* _WHAT IS BEING ASKED_
Return the entries below in full. Keep every word as it is.

* _GIVEN DATA_
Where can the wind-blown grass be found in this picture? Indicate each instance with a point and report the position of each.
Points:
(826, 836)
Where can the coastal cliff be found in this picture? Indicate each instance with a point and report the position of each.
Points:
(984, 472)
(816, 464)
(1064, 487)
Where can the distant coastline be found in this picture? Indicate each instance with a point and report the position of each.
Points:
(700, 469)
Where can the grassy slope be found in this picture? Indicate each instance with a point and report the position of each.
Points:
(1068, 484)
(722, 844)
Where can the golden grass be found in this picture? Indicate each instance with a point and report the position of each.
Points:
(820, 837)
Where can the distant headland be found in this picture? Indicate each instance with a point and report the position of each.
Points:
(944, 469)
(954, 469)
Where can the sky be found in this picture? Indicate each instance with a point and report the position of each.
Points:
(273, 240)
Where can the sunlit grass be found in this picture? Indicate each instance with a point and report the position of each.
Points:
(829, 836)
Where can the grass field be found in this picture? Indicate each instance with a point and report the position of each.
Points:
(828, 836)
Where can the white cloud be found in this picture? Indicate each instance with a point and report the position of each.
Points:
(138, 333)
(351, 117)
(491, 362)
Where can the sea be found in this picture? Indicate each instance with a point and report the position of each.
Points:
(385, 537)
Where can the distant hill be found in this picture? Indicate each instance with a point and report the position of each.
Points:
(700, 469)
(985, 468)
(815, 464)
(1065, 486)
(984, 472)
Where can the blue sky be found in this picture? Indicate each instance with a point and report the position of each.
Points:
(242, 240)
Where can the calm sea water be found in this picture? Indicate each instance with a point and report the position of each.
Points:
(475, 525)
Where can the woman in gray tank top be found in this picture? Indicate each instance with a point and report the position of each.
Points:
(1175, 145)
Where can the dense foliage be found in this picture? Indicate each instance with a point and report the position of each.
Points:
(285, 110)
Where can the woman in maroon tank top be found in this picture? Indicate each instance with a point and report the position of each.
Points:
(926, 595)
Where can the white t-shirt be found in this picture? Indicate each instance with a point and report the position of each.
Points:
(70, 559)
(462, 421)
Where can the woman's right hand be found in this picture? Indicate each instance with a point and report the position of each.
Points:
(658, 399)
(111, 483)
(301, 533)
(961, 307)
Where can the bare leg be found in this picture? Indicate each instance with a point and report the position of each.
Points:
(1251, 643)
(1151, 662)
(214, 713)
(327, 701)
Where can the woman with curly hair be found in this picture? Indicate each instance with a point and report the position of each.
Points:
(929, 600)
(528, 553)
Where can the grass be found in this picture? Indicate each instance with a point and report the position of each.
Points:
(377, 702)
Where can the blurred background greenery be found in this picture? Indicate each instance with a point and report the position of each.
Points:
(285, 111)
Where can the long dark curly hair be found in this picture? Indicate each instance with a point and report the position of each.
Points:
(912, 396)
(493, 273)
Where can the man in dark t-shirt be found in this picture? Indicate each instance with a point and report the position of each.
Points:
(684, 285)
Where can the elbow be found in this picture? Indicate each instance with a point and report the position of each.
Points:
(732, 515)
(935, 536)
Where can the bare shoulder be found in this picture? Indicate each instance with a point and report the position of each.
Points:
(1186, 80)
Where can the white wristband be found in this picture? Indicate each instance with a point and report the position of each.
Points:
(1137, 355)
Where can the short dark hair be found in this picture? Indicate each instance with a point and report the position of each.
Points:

* _RESULT_
Where can the wind-blown grass be found in this picture? Indicate each instance with a point and report the position of each.
Points:
(826, 836)
Where can the coastal cliff be found in this picture? Indicate each instance with a point and report the position of each.
Points:
(984, 472)
(816, 464)
(1064, 487)
Where can the distant coastline be found in this picture? Indicate each instance with a point and report the position of each.
Points:
(700, 469)
Where can the grassy slope be found in this picture? Indicate each instance with a point and report the position of each.
Points:
(1068, 484)
(722, 844)
Where can the golden grass be found in this picture? Indicate each instance with a point and report the position of each.
Points:
(820, 837)
Where can the distant headland be found in this picture? Indicate each instance with a point and report the position of each.
Points:
(944, 469)
(954, 469)
Where can the sky be found in this picture? Indicate each instance with a point and report the position of each.
Points:
(273, 240)
Where can the sunlit grass be found in this picture? Indicate each instance with a point and report the position of each.
Points:
(829, 836)
Where can the grass field be found in this picture? Indicate each instance with a point and report the position of each.
Points:
(828, 836)
Where can the white cloud be found in this picture? Indicate each instance with a point and report the position of each.
Points:
(138, 333)
(351, 117)
(491, 362)
Where can the sea be found in this picture? Indicate each instance with a point and report the position of each.
Points:
(385, 537)
Where can the distant hill be found in this picture? Indicate each instance with a point and report the position of each.
Points:
(700, 469)
(985, 468)
(815, 464)
(1065, 486)
(984, 472)
Where can the blue sky be found in this picture? Indicate each instance with a point and report the position of each.
Points:
(242, 240)
Where can the calm sea water be found in this picture? Indicate each instance with a point and report the position of each.
Points:
(475, 525)
Where can the woman in gray tank top be found in this picture? Indicate each instance with a point and report the position of each.
Points:
(1175, 145)
Where can the dense foliage be found in this picture? Indicate each instance with a point and report the position of each.
Points:
(285, 110)
Where can the woman in maroon tank top be found in this picture? Indicate each instance with a point and report the position of each.
Points:
(926, 595)
Where can the white t-shirt be found in this picture? Indicate each instance with a point and report the position of each.
Points:
(70, 559)
(462, 421)
Where can the woman's right hand be found in this picture? Indicate each instance with a point and report the position of each.
Points:
(658, 399)
(111, 483)
(301, 533)
(961, 307)
Where can the bare leg be found in this picture? Indicate each instance with a point and report the position of each.
Points:
(1251, 643)
(1151, 662)
(214, 713)
(327, 701)
Where can the woman with curly hair be found in this picture? Indicate each instance with a point and report the position of each.
Points:
(929, 600)
(528, 553)
Where can the grass be found in this picture? Indicate each instance with a point and report the position of each.
Points:
(377, 702)
Where can the blurred background greenery be found in this picture? Indicate each instance with a point and report the position of each.
Points:
(285, 111)
Where can the long dark curly hair be found in this picture? Indicate each instance with a point and report the position of each.
Points:
(912, 396)
(493, 273)
Where can the man in dark t-shirt be found in this picture? Indicate each instance with a point and report the position of each.
Points:
(684, 285)
Where can the elbow be found in this picture? Indicate each instance with a point and report the position of each.
Points:
(732, 515)
(935, 536)
Where can the bare shoulder be found in this picture? Indicate each instance with a point and report the position of each.
Points:
(1186, 80)
Where can the white wristband be found in this picture? Indicate each instance with a point and report the position of each.
Points:
(1137, 355)
Where can the short dark hair be found in this picture? Indicate each instance with a point and report the position of each.
Points:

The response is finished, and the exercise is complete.